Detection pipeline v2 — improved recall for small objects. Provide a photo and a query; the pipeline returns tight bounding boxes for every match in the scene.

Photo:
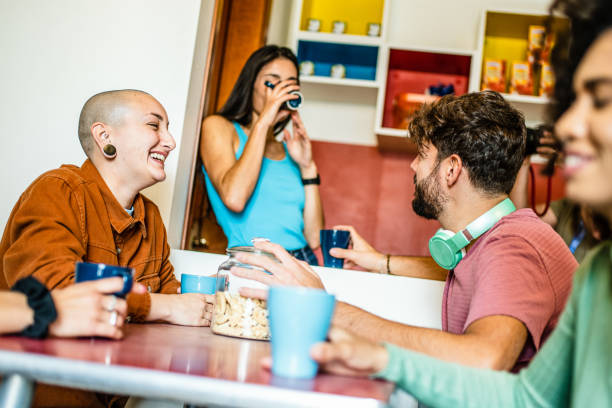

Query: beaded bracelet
[11,276,57,339]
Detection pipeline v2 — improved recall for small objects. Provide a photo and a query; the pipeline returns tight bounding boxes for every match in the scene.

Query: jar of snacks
[211,246,276,340]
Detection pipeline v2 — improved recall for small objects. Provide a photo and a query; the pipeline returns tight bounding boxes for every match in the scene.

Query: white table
[170,249,444,329]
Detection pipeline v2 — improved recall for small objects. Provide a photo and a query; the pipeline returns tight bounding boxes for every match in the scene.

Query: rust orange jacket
[0,160,179,321]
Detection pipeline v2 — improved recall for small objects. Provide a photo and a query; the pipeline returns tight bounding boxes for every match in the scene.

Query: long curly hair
[217,45,300,135]
[548,0,612,240]
[548,0,612,122]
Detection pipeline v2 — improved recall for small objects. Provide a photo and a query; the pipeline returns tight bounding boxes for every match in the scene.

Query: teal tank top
[202,122,307,250]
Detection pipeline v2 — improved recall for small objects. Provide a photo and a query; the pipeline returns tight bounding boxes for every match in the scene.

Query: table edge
[0,350,391,408]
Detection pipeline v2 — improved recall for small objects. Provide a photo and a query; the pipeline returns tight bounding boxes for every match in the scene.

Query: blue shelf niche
[298,40,378,81]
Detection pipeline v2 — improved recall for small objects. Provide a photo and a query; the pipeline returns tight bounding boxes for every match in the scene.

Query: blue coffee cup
[74,262,134,298]
[268,286,336,379]
[320,230,351,268]
[181,273,217,295]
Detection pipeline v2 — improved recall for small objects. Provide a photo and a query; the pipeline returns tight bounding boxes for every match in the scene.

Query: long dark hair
[549,0,612,122]
[217,45,299,134]
[549,0,612,249]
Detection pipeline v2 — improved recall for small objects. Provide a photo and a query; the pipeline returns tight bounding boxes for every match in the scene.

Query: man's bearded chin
[412,172,444,220]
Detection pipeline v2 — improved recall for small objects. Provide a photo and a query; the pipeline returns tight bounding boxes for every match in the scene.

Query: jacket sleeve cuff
[160,279,181,295]
[127,292,151,322]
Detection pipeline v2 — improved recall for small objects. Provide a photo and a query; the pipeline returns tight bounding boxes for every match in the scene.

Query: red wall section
[312,142,564,255]
[312,142,439,255]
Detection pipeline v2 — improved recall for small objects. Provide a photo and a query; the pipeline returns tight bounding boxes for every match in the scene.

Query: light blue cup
[268,286,336,379]
[181,273,217,295]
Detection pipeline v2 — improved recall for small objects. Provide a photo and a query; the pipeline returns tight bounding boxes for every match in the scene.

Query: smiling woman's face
[555,29,612,219]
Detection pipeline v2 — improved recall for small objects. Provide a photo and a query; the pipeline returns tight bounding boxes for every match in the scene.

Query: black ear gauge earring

TASK INSTRUCTIONS:
Please find every line in the records above that contains the word "long" and copy each of those lines in full. Case counts.

TASK SOLUTION:
Query: long curly hair
Query: long dark hair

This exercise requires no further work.